**YOUR OBJECTIVE:**
Quote the listing below in its entirety, omitting every image.

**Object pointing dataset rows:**
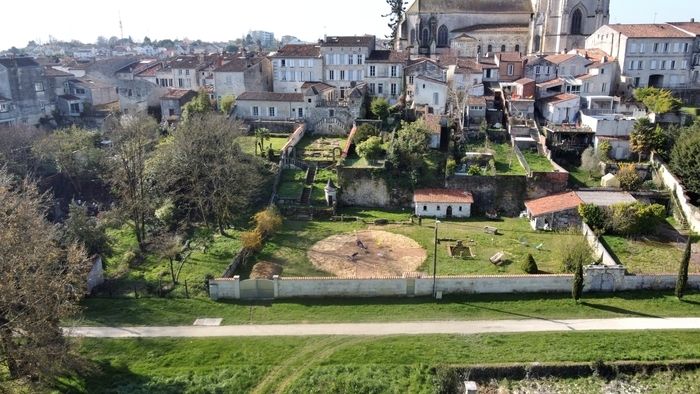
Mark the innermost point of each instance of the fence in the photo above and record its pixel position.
(690, 211)
(597, 279)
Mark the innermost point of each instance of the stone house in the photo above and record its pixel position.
(293, 65)
(555, 212)
(344, 61)
(658, 55)
(384, 75)
(510, 66)
(242, 74)
(442, 203)
(23, 91)
(171, 103)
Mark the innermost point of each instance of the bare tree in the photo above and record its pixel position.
(133, 140)
(40, 284)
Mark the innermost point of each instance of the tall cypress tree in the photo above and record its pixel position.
(577, 288)
(683, 271)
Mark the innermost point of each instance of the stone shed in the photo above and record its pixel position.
(555, 212)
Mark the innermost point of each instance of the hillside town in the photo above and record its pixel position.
(483, 154)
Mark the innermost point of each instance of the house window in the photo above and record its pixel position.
(442, 36)
(576, 21)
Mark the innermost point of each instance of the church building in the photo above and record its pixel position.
(471, 28)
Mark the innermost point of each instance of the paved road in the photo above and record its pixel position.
(379, 329)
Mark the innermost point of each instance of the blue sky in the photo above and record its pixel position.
(220, 21)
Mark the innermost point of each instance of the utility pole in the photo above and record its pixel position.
(435, 262)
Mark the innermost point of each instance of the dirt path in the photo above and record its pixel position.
(383, 329)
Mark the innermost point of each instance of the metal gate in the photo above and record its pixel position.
(257, 289)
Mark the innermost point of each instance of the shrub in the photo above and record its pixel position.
(628, 177)
(529, 265)
(595, 217)
(252, 240)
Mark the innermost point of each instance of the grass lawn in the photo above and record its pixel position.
(288, 248)
(214, 261)
(506, 161)
(314, 148)
(346, 364)
(172, 312)
(646, 256)
(537, 162)
(248, 143)
(582, 179)
(292, 183)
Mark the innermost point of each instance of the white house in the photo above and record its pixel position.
(442, 203)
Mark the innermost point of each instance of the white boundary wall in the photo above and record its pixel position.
(597, 279)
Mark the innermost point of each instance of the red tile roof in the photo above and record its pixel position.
(271, 96)
(443, 196)
(553, 203)
(649, 30)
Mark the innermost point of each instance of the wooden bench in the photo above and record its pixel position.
(491, 230)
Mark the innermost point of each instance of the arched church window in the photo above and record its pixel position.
(442, 36)
(576, 21)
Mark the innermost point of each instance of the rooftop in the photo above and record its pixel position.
(650, 30)
(553, 203)
(605, 199)
(442, 196)
(305, 50)
(271, 96)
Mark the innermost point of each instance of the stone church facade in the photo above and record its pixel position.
(477, 27)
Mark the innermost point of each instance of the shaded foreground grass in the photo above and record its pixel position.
(348, 364)
(159, 311)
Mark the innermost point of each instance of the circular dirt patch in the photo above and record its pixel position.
(367, 254)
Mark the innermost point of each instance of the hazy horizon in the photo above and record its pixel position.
(230, 21)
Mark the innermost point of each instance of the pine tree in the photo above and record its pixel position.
(577, 288)
(683, 271)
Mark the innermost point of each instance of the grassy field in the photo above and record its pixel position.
(248, 143)
(288, 248)
(292, 183)
(537, 162)
(346, 364)
(646, 256)
(506, 161)
(145, 311)
(152, 269)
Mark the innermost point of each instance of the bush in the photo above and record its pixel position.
(363, 132)
(252, 240)
(529, 265)
(595, 217)
(628, 177)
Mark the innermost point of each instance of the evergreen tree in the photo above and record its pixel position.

**RESPONSE TO THE EXERCISE:**
Mark the innermost point of each instance of the fence in the photo above and record its pixel position.
(690, 211)
(597, 279)
Mark the innermost point of each instance of the stone house in the photo above and record its pixel position.
(293, 65)
(555, 212)
(344, 61)
(658, 55)
(384, 75)
(510, 66)
(242, 74)
(442, 203)
(23, 91)
(171, 103)
Mark the innermost point of each instance of the bare tree in the photo above and record its pixel position.
(133, 140)
(40, 284)
Mark the innermost point of each instance of the tall cypress tree in the photo above and record its pixel position.
(577, 288)
(683, 271)
Mark the innermost point of each instance of the stone shed in the photo above and record its pixel position.
(555, 212)
Mark the innermost point of each instance of the hillside town in the photo above and record its pixel position.
(483, 154)
Mark the innermost point of each instance of the house window in the photo above and record its pixel position.
(442, 36)
(576, 21)
Mark the innermost point of each instance of the church building in the photo above and record its pixel position.
(471, 28)
Mark the innermost point of each instance of the paved road in the photo above and record its pixel position.
(379, 329)
Mark the innermost point of each instance of the blue sky in the photo above and record its pixel position.
(220, 21)
Mark the innermost point of each instance of the utility pole in the photo above and record its pixel position.
(435, 262)
Mark the innermost point of each instance of the dirt path in the photo above and record its pixel position.
(383, 329)
Mark the innermost point of each instance of the metal gate in the photo above and record its pixel position.
(257, 289)
Mark the innermost point of each instance of the shrub in the photo above and record its pixel position.
(628, 177)
(529, 265)
(595, 217)
(252, 240)
Mark the innermost point of each instance of the grass lawn in the photo above and record its pixel position.
(288, 248)
(214, 261)
(506, 161)
(314, 148)
(346, 364)
(172, 312)
(646, 256)
(537, 162)
(248, 143)
(582, 179)
(292, 183)
Mark the innermost point of each instance of the white house in the photo above and record its pixel position.
(442, 203)
Mark the innermost point of each instance of the white boundary wall in the photo above and record its pixel position.
(597, 279)
Mark the innermost point of each instance of the red tile roof in the photo above and record its pixel position.
(271, 96)
(443, 196)
(553, 203)
(649, 30)
Mark the innermost point of each instance of the wooden bench in the photo above and record its pixel position.
(491, 230)
Mark the innermost point of each instance of the arched church window in the photo above and record its pixel position.
(442, 36)
(576, 21)
Mark the innermost point of each instance of the rooftop in the photo above and record its pixel position.
(650, 30)
(553, 203)
(605, 199)
(442, 196)
(305, 50)
(271, 96)
Mark the innermost point of each instance of the stone church facade in the photo above and record its pixel position.
(477, 27)
Mark the innermost point of each instance of the shaded foreground grass in the photo above and record its pixel position.
(348, 364)
(159, 311)
Mark the innermost point of each instance of the circular dirt patch in the photo above and record its pixel position.
(367, 254)
Mark the innermost point of each instance of the hazy horizon in the photo above and record its pixel position.
(230, 21)
Mark the innermost point of each instance of the pine tree in the photo above and record its pixel position.
(577, 288)
(683, 271)
Mark the innermost point of each instance of the grassy field in the photo above and record its pixel position.
(248, 143)
(288, 248)
(292, 183)
(537, 162)
(346, 364)
(646, 256)
(506, 161)
(145, 311)
(152, 269)
Mark the innermost point of each instance of the bush in the photo above and record its pixel position.
(363, 132)
(252, 240)
(529, 265)
(595, 217)
(628, 177)
Mark the innermost point of each instance of the evergreen tree in the photo above and record its pixel position.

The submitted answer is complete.